### Data supplied

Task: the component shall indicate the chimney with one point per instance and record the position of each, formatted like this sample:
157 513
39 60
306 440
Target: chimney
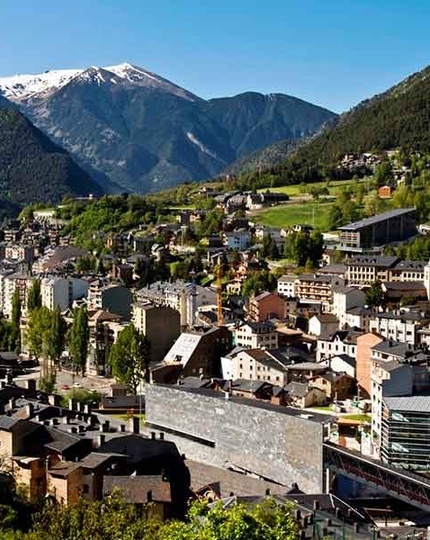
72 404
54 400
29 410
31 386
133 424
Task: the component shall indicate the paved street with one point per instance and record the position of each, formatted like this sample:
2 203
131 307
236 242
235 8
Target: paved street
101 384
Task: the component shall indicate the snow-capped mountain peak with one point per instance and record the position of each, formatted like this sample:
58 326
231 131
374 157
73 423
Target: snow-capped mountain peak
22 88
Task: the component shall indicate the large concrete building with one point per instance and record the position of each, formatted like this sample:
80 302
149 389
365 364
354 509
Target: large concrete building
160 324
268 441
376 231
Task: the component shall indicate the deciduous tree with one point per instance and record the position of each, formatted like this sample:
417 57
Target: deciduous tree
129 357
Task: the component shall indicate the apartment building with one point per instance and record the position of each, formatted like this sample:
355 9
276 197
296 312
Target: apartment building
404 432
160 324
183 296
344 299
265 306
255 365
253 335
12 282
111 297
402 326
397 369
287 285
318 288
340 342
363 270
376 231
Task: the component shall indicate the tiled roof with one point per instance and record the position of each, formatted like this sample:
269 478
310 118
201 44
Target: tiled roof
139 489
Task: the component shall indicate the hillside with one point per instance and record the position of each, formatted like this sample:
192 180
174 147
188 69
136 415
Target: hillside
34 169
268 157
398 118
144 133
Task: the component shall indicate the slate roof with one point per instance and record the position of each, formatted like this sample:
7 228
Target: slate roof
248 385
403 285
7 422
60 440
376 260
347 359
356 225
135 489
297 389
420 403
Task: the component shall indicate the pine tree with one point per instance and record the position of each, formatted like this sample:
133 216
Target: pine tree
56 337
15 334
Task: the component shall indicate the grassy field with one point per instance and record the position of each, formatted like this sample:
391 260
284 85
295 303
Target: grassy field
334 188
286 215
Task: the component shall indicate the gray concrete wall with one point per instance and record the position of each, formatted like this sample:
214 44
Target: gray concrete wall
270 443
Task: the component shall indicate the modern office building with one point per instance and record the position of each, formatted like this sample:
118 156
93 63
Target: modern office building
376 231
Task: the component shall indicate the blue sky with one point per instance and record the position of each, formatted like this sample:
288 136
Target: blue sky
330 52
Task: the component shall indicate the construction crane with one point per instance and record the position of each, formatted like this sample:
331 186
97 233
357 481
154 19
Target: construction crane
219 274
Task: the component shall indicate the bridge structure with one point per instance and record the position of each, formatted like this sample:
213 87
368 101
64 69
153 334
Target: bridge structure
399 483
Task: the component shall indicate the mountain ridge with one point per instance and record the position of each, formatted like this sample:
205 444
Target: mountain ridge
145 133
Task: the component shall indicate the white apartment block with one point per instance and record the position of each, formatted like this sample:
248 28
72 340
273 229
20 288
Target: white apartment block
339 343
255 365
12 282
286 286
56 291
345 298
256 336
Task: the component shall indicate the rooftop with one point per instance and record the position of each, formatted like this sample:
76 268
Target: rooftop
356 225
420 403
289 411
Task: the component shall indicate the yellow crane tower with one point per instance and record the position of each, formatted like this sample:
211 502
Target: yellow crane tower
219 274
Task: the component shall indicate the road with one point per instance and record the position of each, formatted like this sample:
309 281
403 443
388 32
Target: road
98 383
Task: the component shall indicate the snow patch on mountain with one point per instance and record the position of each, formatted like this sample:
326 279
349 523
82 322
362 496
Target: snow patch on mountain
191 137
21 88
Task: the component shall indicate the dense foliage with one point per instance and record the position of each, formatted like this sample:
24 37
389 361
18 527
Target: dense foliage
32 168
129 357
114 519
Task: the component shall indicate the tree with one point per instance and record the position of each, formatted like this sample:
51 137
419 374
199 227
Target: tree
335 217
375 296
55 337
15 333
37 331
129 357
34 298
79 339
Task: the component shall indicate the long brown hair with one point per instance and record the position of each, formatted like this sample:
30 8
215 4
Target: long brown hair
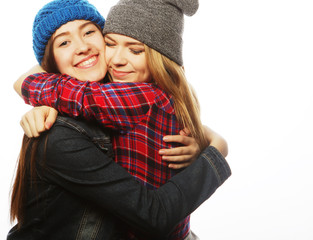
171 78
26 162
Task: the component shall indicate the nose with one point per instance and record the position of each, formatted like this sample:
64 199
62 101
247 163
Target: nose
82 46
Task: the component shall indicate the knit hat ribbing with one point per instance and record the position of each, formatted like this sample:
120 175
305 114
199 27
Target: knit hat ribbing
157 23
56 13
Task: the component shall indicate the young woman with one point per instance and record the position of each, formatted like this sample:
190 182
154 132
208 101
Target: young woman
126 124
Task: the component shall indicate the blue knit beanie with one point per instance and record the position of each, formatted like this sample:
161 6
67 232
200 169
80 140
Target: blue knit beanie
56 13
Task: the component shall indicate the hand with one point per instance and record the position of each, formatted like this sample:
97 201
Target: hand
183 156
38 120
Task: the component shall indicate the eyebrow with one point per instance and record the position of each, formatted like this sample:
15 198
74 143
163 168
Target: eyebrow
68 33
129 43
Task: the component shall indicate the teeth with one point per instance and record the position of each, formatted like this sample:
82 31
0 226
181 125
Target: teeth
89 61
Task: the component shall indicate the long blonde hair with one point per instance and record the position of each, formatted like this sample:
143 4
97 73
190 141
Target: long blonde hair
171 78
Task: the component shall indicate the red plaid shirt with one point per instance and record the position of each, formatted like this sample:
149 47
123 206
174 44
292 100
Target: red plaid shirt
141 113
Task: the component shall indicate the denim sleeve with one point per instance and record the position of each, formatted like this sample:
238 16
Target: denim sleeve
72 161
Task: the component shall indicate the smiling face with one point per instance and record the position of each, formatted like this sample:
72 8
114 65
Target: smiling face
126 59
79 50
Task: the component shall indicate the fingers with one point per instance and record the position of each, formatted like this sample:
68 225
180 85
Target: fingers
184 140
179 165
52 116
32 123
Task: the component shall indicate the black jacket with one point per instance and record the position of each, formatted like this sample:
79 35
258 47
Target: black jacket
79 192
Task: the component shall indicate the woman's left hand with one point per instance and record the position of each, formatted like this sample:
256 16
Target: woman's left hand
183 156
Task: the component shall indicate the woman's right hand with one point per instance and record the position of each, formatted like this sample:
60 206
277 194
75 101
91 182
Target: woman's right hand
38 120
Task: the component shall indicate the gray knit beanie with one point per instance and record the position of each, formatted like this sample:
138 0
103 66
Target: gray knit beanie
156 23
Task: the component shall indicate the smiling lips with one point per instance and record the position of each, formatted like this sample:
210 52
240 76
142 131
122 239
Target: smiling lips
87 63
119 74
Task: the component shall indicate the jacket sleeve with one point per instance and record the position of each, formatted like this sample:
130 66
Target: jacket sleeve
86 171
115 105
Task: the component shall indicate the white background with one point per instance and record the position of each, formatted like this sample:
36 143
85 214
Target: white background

### What you are asked to do
Retype exactly, please, each line from the line that contains "Task: the component shall indicate the gray knit" through the last line of the entries above, with nothing added.

### Final answer
Task: the component shall indicate the gray knit beanie with one point per instance and record the position of each, formatted like this sample:
138 0
103 66
Target: gray knit beanie
156 23
Task: the component shall indicate the smiling lips with one point per instance and record the position of each, formatted like this sample:
210 52
240 76
142 131
122 239
Target: smiling lips
87 63
119 74
Task: the component shall indicate the jacket sleeve with one point per instance and record the position of each, formatted like this sample:
130 66
Target: jacket sleeve
86 171
115 105
Task: the component shall indicate the white background with one point per instance and record the position of each, formatted like this sample:
36 143
85 214
Target: white background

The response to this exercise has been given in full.